| The task |
Locate the line that contains "the red roof." in the entries below. Retype it and all following lines through the final one, character for character.

| Data for processing |
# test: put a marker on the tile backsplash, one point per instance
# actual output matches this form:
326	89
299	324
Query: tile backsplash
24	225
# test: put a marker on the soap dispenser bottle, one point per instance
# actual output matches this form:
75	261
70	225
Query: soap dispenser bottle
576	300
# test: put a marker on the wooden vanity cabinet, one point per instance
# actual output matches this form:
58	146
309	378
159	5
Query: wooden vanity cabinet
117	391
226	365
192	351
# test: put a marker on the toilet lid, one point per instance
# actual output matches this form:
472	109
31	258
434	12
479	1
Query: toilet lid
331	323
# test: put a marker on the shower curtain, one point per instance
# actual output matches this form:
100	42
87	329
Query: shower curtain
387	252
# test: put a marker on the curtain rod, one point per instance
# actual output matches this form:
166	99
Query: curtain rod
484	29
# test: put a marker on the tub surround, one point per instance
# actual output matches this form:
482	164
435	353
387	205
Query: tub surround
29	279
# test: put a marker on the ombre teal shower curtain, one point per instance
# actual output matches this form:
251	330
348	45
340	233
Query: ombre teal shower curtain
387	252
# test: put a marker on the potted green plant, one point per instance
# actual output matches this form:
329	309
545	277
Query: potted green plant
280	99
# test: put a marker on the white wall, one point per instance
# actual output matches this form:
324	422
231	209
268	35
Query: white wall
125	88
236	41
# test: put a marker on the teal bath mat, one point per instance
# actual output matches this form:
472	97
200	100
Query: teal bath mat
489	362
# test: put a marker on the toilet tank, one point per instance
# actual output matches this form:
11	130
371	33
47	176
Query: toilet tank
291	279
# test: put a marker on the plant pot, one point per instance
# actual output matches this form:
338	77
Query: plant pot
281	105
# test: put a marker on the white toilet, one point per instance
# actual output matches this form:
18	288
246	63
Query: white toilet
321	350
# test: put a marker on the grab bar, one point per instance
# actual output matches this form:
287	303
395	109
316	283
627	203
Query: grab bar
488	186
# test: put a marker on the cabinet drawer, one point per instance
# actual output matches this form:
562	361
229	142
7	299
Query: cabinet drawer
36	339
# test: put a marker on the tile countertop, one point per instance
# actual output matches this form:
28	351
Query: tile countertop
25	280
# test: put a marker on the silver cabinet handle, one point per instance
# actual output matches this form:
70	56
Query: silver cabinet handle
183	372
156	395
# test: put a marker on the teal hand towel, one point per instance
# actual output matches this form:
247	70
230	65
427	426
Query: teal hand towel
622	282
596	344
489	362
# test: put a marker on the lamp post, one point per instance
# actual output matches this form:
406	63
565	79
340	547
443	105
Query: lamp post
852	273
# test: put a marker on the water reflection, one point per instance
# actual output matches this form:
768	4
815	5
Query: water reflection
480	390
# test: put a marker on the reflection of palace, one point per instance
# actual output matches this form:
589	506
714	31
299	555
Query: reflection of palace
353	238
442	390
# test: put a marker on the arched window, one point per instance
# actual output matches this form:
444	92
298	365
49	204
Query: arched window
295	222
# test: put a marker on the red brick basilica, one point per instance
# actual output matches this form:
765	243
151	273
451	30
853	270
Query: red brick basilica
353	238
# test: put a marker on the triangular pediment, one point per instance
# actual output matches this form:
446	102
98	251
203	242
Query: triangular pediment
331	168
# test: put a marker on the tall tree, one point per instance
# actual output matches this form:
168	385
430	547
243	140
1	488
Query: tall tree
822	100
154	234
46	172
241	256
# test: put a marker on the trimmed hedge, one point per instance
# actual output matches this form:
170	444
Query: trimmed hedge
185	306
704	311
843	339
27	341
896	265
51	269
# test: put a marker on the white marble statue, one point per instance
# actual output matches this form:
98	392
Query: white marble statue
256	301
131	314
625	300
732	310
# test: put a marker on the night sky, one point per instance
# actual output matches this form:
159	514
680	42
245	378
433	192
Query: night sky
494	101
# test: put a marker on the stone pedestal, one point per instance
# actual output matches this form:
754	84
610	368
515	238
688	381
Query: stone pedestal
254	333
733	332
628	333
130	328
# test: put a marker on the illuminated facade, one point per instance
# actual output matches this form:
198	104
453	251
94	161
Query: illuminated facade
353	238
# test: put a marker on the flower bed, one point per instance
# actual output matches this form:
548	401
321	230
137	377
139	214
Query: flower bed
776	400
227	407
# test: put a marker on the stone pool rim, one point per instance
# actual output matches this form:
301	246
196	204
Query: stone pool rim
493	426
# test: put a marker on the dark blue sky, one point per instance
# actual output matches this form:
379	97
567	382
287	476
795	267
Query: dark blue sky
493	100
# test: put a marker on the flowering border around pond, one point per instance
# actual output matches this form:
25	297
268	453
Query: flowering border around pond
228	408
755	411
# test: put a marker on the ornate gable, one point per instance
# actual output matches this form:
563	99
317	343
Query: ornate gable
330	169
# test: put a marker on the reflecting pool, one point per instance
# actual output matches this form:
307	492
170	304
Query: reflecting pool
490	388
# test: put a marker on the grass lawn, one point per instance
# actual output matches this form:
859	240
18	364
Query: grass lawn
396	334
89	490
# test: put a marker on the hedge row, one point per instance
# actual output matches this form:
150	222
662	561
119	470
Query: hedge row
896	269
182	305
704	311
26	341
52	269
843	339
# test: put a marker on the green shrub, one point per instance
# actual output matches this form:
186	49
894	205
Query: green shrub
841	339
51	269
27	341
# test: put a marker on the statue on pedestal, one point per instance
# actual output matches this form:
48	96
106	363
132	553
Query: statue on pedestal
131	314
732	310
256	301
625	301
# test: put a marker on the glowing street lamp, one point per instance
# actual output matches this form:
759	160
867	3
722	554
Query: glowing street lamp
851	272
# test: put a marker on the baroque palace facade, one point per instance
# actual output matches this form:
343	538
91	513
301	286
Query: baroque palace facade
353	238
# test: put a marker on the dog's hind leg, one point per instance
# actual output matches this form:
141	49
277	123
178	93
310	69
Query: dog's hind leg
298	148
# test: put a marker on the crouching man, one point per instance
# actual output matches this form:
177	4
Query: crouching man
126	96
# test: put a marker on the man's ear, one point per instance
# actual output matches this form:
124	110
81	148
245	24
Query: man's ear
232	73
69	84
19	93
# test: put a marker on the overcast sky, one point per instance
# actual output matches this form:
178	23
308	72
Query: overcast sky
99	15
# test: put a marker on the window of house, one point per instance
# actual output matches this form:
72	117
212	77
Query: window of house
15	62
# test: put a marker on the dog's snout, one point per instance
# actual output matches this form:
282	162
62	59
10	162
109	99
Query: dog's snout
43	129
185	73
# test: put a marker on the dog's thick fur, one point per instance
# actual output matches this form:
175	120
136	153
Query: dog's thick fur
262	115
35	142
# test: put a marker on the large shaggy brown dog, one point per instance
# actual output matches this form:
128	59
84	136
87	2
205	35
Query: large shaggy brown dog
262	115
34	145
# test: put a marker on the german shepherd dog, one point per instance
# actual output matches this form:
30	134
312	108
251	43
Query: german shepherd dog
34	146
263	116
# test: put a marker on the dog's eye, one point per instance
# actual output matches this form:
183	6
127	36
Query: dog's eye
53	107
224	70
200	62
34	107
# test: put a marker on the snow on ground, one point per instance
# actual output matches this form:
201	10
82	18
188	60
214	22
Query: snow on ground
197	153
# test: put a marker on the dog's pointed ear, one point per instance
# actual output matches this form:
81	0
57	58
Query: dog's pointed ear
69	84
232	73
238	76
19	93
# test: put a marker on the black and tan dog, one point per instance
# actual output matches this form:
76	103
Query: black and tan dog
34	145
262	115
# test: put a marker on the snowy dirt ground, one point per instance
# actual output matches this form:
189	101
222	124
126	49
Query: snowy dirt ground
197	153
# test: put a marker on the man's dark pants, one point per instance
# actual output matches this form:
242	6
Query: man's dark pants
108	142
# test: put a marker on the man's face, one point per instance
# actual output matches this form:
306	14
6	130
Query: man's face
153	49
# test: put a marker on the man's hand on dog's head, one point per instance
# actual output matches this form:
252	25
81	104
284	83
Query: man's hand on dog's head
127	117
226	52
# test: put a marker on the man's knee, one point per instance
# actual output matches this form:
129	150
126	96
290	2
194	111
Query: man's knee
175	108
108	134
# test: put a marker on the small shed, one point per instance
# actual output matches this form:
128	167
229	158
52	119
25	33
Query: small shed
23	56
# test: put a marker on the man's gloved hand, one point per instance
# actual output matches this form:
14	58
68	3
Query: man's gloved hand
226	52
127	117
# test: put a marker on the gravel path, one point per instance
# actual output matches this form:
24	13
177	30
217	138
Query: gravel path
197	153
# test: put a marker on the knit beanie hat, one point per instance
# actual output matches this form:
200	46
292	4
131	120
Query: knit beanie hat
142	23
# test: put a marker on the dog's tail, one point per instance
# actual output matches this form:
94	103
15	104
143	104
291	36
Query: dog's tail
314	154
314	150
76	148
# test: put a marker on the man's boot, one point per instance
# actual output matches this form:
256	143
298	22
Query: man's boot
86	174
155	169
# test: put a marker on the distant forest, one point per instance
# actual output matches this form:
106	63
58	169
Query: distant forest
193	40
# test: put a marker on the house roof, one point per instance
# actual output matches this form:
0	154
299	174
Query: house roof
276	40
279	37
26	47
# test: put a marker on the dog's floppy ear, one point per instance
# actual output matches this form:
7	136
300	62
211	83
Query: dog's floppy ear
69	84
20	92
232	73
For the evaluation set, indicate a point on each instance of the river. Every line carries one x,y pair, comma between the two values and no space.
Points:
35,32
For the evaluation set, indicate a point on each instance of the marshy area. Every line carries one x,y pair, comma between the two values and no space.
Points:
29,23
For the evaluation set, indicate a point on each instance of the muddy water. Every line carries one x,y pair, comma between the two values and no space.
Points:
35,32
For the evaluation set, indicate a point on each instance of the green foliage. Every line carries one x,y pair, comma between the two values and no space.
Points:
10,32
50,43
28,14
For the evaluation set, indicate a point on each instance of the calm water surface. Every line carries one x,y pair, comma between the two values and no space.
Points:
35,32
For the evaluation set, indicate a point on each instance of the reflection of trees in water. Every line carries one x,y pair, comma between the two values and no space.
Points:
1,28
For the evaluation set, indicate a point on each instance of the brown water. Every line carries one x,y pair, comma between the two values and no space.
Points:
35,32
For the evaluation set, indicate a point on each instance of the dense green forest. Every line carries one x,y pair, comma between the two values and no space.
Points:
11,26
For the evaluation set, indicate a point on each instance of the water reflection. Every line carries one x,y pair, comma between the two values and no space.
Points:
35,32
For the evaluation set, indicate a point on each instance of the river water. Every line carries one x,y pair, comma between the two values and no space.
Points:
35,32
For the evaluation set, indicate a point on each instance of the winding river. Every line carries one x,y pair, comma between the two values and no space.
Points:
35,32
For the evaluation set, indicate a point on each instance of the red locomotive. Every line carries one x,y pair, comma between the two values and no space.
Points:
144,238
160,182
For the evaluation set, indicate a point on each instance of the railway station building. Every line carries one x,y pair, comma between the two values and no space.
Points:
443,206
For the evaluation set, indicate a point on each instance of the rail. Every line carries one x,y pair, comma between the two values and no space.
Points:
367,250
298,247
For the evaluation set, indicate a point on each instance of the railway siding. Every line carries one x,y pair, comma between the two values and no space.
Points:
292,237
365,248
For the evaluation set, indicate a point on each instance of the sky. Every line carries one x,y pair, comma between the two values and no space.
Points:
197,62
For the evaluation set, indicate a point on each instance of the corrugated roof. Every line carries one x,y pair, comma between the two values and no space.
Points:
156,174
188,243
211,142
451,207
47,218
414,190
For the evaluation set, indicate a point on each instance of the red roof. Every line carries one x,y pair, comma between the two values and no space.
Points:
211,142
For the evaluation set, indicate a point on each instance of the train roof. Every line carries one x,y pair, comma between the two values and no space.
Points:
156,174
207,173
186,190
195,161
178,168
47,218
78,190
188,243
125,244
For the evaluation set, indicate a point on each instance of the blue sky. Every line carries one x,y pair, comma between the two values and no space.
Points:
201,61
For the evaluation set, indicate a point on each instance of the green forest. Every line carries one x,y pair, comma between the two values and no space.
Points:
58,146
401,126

| Result of the exercise |
For the evaluation set, indicate a point on each instance of the red roof. Every line carries one x,y pair, comma between the two values and no space.
Points:
211,142
For the evaluation set, indicate a point on each instance of the train roof. Every line carries one x,y pair, comma between the two values and no space.
Points:
156,174
207,173
186,190
195,161
178,168
47,218
78,190
188,243
125,244
For the evaluation set, indicate a point on each instance of the blue sky. Every line carries one x,y pair, comma between the two values and no space.
Points:
201,61
For the evaluation set, indicate a point on each instance of the green forest. Every line carries one x,y pair, comma between the two values and no space.
Points:
58,146
401,126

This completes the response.